▶ _TEXTAUSZUG_
■ ■ ■ ■

# niedere Bootzeiten und LFS



## mathiu (12. August 2004)

Mein Ziel ist es die Bootzeit eines speziell angepassten Linux-Systems so niedrig wie möglich zu halten..

Hat vielleicht jemand Erfahrungen mit LFS (Linux from scratch) und den Bootzeiten?
- auf der einen Seite ein System ausschliesslich mit Konsole und der Möglichkeit Musik abzuspielen

- auf der anderen Seite mit einem X-Server (Ohne window-manager) und als Beispiel XMMS gestartet.

Habt ihr vielleicht eine Schätzung, wie die Bootzeit eines aktuellen Mittelklasse-PCs damit aussehen könnte


----------



## Sway (12. August 2004)

Nachdem ich mein Debian Sarge ein wenig aufgemöbelt hatte, lag meine bootzeit ab dem Bootmanager bis zum Konsolen-Login bei 16-17 sekunden. Der X-Server mit FluxBox als Windowsmanager braucht weniger als 5sec zum starten.

■ ■ ■ ■

▶ _BEREITGESTELLTE DATEN_
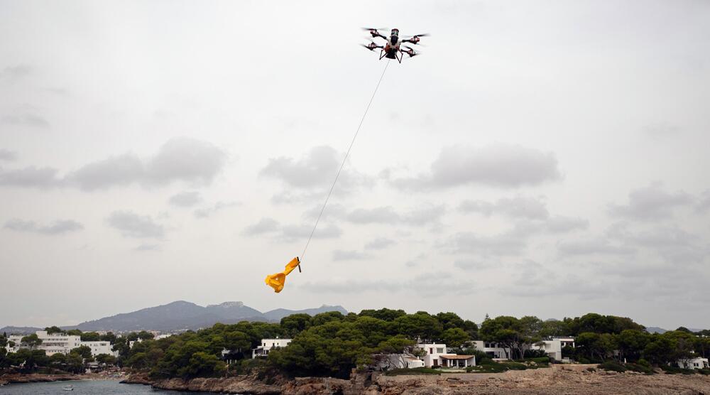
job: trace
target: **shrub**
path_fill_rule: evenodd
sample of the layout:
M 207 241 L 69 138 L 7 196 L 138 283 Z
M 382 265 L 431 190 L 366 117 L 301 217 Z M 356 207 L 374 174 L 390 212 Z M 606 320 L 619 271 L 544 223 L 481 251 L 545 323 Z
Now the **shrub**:
M 385 376 L 401 376 L 407 374 L 441 374 L 439 369 L 430 367 L 415 367 L 413 369 L 392 369 L 385 372 Z
M 604 370 L 611 370 L 612 372 L 618 372 L 619 373 L 623 372 L 626 372 L 626 368 L 623 365 L 617 362 L 616 361 L 606 361 L 599 364 L 598 366 L 599 369 L 603 369 Z
M 528 365 L 520 362 L 499 362 L 499 364 L 508 368 L 508 370 L 525 370 Z
M 668 374 L 694 374 L 695 372 L 692 369 L 682 369 L 675 366 L 661 365 L 661 369 Z
M 627 369 L 632 372 L 638 372 L 639 373 L 643 373 L 644 374 L 653 374 L 653 369 L 650 367 L 644 366 L 641 364 L 632 364 L 628 363 L 624 365 Z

■ ■ ■ ■

▶ _ARBEITSAUFTRÄGE_
1 > Stimmen diese Aussagen mit dem Thread zu Bootzeiten und LFS überein? Antworte jeweils mit Ja oder Nein und zitiere die entscheidenden Worte wörtlich.
(a) mathiu will in einer Variante einen X-Server zusammen mit einem Window-Manager starten.
(b) Sway verwendet Debian Sarge.
(c) Bei Sway braucht der X-Server mit FluxBox mehr als zehn Sekunden zum Starten.
2 > Wie lange dauert laut Sway im Thread zu Bootzeiten und LFS der Start vom Bootmanager bis zum Konsolen-Login?
3 > Führe den Thread zu Bootzeiten und LFS im Anschluss an Sways Beitrag weiter.
Die Daten stammen aus einer anderen Quelle als der Textauszug.

▶ _ANTWORTEN DER REIHE NACH_
1 >
(a) Nein: „mit einem X-Server (Ohne window-manager)“
(b) Ja: „Nachdem ich mein Debian Sarge ein wenig aufgemöbelt hatte“
(c) Nein: „braucht weniger als 5sec zum starten“

2 > 16 bis 17 Sekunden.

3 >
Ich denke mal das es schon sehr schnell ist. Wenn für dich ein schnelles booten wichtig ist solltest du dir mal "Suspend to Disk" oder "Suspend to Ram" anschaun. Es ist sowas wie Standby/Ruhezustand...


Nachtrag:
Mit aufmöbeln meine ich unbenötigte Daemons entfernen, Kernel Kompilieren und ein "schnelles" Filesystem (XFS).

Vielleicht wäre Gentoo etwas für dich. Es ist sehr nah an LFS angelehnt, nur das du nicht viel hand anlegen musst um alles zu kompilieren.


----------



## mathiu (12. August 2004)

> Ich denke mal das es schon sehr schnell ist. Wenn für dich ein schnelles booten wichtig ist solltest du dir mal "Suspend to Disk" oder "Suspend to Ram" anschaun. Es ist sowas wie Standby/Ruhezustand...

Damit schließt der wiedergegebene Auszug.